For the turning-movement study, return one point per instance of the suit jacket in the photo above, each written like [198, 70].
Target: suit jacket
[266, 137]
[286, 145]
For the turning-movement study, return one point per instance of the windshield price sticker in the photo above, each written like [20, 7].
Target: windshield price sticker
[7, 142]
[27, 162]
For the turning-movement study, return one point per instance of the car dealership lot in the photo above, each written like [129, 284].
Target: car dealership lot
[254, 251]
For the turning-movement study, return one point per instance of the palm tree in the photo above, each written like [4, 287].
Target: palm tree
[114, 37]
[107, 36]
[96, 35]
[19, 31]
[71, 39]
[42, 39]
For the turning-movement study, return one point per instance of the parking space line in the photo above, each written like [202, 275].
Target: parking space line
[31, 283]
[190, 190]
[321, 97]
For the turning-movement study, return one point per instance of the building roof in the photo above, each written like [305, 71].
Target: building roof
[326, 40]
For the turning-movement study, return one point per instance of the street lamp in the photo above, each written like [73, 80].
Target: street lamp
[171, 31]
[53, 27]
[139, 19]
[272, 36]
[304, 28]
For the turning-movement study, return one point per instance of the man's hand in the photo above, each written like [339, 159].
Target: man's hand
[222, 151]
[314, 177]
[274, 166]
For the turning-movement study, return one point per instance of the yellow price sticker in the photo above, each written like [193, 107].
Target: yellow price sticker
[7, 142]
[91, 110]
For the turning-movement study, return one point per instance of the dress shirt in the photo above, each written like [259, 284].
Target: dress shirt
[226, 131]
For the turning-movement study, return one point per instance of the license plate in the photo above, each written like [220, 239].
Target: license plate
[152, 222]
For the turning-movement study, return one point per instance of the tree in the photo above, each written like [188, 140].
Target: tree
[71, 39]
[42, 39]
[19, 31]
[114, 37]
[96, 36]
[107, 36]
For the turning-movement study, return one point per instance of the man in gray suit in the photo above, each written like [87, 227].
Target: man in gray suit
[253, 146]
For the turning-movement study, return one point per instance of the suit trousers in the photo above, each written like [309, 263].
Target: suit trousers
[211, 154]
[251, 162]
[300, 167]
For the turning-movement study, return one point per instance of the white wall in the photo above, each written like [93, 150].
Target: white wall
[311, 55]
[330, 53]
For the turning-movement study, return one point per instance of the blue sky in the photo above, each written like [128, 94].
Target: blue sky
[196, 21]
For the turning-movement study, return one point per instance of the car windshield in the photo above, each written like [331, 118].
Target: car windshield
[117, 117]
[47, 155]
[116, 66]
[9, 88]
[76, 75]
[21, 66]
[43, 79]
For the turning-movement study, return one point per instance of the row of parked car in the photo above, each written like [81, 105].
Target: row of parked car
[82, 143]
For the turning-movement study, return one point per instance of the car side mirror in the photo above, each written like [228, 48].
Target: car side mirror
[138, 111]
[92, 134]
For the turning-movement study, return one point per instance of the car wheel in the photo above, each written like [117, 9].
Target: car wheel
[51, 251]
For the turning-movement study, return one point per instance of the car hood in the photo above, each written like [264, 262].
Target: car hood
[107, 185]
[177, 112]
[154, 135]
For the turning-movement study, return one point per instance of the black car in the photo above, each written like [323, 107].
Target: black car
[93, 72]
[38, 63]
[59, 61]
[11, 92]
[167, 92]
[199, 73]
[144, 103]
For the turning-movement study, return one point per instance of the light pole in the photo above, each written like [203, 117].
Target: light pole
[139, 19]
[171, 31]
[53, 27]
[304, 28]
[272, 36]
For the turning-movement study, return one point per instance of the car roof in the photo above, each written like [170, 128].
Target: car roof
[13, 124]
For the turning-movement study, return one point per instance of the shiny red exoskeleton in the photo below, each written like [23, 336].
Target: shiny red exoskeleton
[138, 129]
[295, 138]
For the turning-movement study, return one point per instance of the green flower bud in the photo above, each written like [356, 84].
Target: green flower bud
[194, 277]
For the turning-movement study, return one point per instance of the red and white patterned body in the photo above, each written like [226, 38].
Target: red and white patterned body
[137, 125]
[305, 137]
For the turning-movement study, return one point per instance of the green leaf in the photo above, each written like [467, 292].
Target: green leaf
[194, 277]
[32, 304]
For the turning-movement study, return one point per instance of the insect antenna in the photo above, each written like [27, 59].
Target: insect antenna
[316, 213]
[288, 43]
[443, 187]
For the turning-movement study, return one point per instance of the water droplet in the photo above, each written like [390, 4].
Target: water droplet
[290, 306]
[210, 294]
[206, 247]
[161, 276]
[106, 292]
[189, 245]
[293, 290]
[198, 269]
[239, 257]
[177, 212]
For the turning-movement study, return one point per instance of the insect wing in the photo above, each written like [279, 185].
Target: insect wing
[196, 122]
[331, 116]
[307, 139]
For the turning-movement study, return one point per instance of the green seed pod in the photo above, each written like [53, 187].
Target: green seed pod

---+---

Write out every entry exactly as given.

CORRECT OUTPUT:
For the turning-movement study, return one point per instance of the suit jacket in the photo above, each written like [198, 70].
Target: suit jacket
[266, 137]
[286, 145]
For the turning-movement study, return one point per instance of the windshield price sticker in the photo above, each written like [20, 7].
Target: windshield price sticker
[7, 142]
[27, 162]
For the turning-movement study, return one point per instance of the car dealership lot in the photo above, each written like [129, 284].
Target: car dealership lot
[254, 251]
For the turning-movement study, return one point per instance of the palm tree in the photo above, each written like [4, 287].
Target: palm tree
[114, 37]
[107, 36]
[96, 35]
[19, 31]
[71, 39]
[42, 39]
For the turning-movement study, return one point per instance of the parking space line in the photo above, each written like [202, 275].
Target: parking space line
[31, 283]
[190, 190]
[321, 97]
For the turning-movement study, return one point per instance of the building roof in the photo above, each written like [305, 71].
Target: building roof
[326, 40]
For the turning-movement study, return one point per instance of the street lamp in the photo above, each written like [73, 80].
Target: street lamp
[171, 31]
[53, 27]
[139, 19]
[272, 36]
[304, 28]
For the turning-movement study, return one point per instance of the man's hand in the photo above, each written like [339, 159].
Target: man's hand
[222, 151]
[314, 177]
[274, 166]
For the turning-movement study, return one point per instance of the yellow price sticker in the photo above, each written like [193, 107].
Target: yellow price sticker
[7, 142]
[91, 110]
For the turning-movement study, return one point per instance of the dress shirt in the photo above, each written like [259, 284].
Target: dress shirt
[226, 131]
For the turning-movement study, return one point per instance of the license plate in the photo above, each written like [220, 239].
Target: license plate
[152, 222]
For the turning-movement study, return one point per instance of the tree in the photo above, each written like [188, 140].
Target: tree
[71, 39]
[42, 39]
[19, 31]
[114, 37]
[96, 36]
[107, 36]
For the turning-movement study, return one point per instance of the man in gray suit in the photo above, each written like [87, 227].
Target: man in gray suit
[253, 146]
For the turning-movement study, return one point per instance of the suit trousers in the photo above, each written like [309, 263].
Target: suit trousers
[211, 154]
[251, 162]
[300, 167]
For the turning-movement study, return one point per instance of the white wall in the photo above, each written like [93, 150].
Target: white wall
[311, 55]
[330, 53]
For the turning-movement study, return one point per instance of the blue sky in the photo above, each written like [128, 94].
Target: blue sky
[196, 21]
For the turning-movement study, return one point per instance of the car windshield in the photo above, each written like [331, 118].
Target: car windshield
[117, 117]
[47, 155]
[116, 66]
[9, 88]
[76, 75]
[21, 66]
[43, 79]
For the turning-movement study, return one point per instance of the row of parked car in the photo above, each written like [81, 105].
Target: row of parked car
[82, 143]
For the turning-movement study, return one point per instance of the car side mirror in the photo above, each written like [228, 48].
Target: car side mirror
[138, 111]
[92, 134]
For the turning-movement study, return one point per instance of the car wheel in the photo above, each written like [117, 9].
Target: car wheel
[51, 251]
For the turning-movement study, return one point per instance of the car hood in the photo above, each written like [264, 262].
Target: car hood
[107, 185]
[177, 112]
[154, 135]
For the turning-movement study, return one point per instance of the black car in the photo above, each written like [323, 107].
Target: black car
[93, 72]
[38, 63]
[59, 61]
[11, 92]
[167, 92]
[199, 73]
[144, 103]
For the turning-movement study, return one point per instance of the light pole in the photo above, each written like [203, 117].
Target: light pole
[139, 19]
[171, 31]
[53, 27]
[304, 28]
[272, 36]
For the turning-movement study, return one point per instance of the car roof in the photo above, each written like [170, 128].
Target: car roof
[13, 124]
For the turning-movement study, return one point per instance of the shiny red exoskeleton in the photo below, each written like [23, 336].
Target: shiny red exoskeleton
[138, 129]
[295, 138]
For the turning-movement study, return one point per instance of the green flower bud in the photo above, each written like [356, 84].
Target: green flower bud
[194, 277]
For the turning-movement study, return one point per instance of the red and white patterned body in the photo above, each written like [226, 38].
Target: red and white patterned body
[137, 125]
[305, 137]
For the turning-movement study, return one point per instance of the green leaf in the photo above, each written like [467, 292].
Target: green leaf
[194, 277]
[32, 304]
For the turning-movement study, return one point per instance of the insect antenna in the photo above, each written like [27, 59].
Target: insect antenna
[316, 213]
[288, 43]
[443, 187]
For the turning-movement study, return one point per instance of the water droplet in the photo above, each written like [390, 4].
Target: water droplet
[290, 306]
[210, 294]
[206, 247]
[161, 276]
[106, 292]
[189, 245]
[293, 290]
[198, 269]
[239, 257]
[177, 212]
For the turning-movement study, return one point per instance of the insect wing in the photo above, each written like [279, 185].
Target: insect wing
[196, 122]
[331, 116]
[307, 139]
For the turning-movement study, return one point per instance of the green seed pod in the photo above, each written like [53, 187].
Target: green seed pod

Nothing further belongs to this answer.